Exercise: Please output exactly the run of lines that starts at the line with "the dark short" and ends at the last line of the records below.

Listing:
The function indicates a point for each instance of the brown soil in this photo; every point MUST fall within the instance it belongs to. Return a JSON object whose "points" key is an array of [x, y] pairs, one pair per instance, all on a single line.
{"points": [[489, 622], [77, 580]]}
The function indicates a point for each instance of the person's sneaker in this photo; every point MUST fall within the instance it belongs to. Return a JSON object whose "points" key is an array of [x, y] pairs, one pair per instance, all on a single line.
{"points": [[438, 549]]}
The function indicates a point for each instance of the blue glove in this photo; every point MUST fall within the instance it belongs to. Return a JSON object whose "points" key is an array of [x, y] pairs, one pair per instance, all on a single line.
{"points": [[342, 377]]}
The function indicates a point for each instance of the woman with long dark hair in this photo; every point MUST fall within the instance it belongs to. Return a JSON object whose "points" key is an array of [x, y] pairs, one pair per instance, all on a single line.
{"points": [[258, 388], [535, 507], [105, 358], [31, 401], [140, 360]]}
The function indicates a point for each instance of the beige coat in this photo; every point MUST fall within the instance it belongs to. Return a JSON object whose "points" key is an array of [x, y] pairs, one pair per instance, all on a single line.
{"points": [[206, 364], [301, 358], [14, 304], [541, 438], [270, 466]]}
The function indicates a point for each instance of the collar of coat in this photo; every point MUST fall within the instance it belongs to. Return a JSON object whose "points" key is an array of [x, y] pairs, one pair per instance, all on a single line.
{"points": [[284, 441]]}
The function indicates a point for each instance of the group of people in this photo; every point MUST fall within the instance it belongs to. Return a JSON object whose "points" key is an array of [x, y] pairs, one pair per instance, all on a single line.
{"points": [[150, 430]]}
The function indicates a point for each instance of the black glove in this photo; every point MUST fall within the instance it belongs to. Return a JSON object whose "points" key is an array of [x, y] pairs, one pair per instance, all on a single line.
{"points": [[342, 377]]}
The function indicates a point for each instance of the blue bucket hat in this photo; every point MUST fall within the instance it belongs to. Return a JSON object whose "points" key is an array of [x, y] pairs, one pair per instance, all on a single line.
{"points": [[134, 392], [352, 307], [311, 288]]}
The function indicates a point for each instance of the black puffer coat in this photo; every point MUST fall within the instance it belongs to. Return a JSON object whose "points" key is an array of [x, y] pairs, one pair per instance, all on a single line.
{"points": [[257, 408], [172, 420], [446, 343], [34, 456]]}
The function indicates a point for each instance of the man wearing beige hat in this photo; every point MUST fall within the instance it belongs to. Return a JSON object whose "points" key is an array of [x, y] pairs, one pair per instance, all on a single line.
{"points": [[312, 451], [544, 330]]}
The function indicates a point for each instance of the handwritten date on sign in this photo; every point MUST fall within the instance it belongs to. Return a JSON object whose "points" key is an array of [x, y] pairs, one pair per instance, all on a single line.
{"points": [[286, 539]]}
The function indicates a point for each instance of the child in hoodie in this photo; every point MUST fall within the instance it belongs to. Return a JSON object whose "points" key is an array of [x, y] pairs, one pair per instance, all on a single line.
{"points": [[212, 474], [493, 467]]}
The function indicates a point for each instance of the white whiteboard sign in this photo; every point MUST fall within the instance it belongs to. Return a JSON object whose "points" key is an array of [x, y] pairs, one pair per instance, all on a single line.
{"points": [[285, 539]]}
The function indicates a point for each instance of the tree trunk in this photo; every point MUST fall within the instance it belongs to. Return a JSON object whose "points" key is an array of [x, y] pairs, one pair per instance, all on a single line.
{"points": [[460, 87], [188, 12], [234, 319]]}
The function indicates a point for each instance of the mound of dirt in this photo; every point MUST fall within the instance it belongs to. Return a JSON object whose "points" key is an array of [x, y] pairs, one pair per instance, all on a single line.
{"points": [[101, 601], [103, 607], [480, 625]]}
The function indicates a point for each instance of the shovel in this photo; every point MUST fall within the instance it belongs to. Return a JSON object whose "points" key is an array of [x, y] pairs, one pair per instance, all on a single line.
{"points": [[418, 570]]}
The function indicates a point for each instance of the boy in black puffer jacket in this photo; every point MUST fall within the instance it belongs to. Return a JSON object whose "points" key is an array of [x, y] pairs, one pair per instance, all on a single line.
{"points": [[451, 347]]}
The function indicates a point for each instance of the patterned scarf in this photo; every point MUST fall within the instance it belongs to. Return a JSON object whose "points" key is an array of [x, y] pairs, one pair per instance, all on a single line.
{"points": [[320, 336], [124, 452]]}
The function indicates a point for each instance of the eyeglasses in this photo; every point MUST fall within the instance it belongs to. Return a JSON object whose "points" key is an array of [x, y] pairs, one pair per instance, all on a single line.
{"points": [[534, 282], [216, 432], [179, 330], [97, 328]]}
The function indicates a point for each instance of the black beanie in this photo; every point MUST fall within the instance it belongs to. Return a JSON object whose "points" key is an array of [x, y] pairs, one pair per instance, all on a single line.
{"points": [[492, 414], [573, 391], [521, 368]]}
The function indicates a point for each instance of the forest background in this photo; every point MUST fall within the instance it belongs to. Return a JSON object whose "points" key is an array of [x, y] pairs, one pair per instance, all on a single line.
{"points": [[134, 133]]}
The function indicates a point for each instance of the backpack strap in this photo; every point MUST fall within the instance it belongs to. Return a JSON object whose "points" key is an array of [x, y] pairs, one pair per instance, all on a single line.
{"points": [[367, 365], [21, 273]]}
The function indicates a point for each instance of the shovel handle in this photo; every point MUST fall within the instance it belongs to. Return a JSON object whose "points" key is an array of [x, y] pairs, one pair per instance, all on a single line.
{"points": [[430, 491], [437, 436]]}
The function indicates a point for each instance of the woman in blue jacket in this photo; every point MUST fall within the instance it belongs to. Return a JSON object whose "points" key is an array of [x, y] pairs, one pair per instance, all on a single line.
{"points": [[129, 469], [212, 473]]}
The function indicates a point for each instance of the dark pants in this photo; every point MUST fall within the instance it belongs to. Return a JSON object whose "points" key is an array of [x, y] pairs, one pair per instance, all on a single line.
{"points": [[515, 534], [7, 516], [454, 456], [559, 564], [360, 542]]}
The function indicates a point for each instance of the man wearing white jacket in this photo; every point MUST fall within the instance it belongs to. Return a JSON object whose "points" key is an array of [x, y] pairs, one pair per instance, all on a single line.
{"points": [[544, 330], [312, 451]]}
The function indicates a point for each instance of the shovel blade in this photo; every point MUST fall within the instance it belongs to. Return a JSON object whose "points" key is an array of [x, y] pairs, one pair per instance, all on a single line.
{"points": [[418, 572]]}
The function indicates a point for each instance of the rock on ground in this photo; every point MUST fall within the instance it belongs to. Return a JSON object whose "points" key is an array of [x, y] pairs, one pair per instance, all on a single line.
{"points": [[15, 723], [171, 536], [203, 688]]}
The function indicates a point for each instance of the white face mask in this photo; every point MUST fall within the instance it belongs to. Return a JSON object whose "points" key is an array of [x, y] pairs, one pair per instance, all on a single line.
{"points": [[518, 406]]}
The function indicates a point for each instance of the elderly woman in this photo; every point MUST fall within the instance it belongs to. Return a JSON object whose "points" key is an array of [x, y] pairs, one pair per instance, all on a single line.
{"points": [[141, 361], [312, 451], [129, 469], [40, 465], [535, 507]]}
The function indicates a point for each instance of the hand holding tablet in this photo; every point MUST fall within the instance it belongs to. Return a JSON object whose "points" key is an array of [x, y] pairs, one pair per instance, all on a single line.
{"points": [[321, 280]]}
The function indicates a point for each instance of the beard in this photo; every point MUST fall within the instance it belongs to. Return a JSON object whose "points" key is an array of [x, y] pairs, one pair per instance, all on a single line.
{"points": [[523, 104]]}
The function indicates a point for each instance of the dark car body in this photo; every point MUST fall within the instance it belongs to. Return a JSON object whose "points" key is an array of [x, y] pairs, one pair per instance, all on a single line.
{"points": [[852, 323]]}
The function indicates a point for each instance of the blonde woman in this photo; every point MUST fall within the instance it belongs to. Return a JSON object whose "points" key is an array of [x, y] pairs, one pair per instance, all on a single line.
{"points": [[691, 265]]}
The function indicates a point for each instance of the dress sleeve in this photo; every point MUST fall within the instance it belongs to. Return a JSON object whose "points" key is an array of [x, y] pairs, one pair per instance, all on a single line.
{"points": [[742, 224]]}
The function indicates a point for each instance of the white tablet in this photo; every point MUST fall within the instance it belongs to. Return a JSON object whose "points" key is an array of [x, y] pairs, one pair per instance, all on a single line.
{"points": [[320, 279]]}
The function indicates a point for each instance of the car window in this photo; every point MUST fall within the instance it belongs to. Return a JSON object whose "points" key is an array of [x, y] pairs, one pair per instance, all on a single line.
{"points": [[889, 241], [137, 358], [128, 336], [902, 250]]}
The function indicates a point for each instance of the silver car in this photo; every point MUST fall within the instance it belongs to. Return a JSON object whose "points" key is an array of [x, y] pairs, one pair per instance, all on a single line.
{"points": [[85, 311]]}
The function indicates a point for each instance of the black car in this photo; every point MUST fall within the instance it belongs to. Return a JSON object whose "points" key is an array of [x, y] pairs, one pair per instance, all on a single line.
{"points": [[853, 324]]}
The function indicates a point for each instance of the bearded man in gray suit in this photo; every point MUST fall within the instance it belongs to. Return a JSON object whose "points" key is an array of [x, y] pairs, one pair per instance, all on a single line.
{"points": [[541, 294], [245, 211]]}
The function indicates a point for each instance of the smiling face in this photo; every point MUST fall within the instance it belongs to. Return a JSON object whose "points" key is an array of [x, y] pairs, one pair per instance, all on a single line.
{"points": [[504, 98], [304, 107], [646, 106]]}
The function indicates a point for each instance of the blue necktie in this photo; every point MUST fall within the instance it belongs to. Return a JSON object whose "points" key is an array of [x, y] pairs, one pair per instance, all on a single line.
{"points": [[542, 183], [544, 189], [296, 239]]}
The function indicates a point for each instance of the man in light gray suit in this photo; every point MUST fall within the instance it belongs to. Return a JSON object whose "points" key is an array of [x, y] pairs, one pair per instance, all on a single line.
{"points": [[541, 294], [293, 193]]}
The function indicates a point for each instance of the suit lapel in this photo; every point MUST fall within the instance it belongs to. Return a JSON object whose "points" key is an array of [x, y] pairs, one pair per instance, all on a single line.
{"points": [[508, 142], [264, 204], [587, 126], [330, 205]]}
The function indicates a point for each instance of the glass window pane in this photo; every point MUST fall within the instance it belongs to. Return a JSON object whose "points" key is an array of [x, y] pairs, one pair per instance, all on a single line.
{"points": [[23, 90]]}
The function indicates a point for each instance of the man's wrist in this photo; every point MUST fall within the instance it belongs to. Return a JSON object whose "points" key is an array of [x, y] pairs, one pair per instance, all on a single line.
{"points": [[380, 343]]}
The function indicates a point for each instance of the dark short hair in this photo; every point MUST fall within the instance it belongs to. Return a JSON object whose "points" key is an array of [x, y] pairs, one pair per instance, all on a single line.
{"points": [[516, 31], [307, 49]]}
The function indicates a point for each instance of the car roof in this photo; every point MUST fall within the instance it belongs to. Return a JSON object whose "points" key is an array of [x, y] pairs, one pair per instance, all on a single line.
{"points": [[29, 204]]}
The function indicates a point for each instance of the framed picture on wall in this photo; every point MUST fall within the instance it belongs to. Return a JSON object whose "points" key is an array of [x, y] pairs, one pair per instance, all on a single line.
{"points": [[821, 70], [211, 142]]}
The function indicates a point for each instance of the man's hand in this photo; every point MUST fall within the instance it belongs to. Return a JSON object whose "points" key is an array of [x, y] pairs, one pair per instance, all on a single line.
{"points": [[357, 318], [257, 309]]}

Problem solution:
The function indicates a point for each instance of the dark short hair in this photo; every point MUST fall within the instance it belongs to. Return a JSON object whose "points" key is an array of [x, y] pairs, one pair per instance, all on a single line.
{"points": [[516, 31], [307, 49]]}
The function indicates a point for each instance of the car roof in this photo; every point MUST fall within the instance it belongs to. Return a JSON object whose "points" key is an array of [x, y] pairs, one pair per instance, all on a single line.
{"points": [[29, 204]]}
The function indicates a point for each instance of the framed picture on wall in this photo; every point MUST fall within the instance it belongs to. Return a JSON object whose "points" key is an array of [x, y] pairs, one pair per instance, all on a single line.
{"points": [[821, 70], [211, 142]]}
The function indicates a point for each instance of the man's hand in this photo; every point MUST fall within the instance it belongs to. Return a JSON object whose "points" key is an array of [x, y] pairs, one pair per instance, all on a single line.
{"points": [[357, 318], [257, 309]]}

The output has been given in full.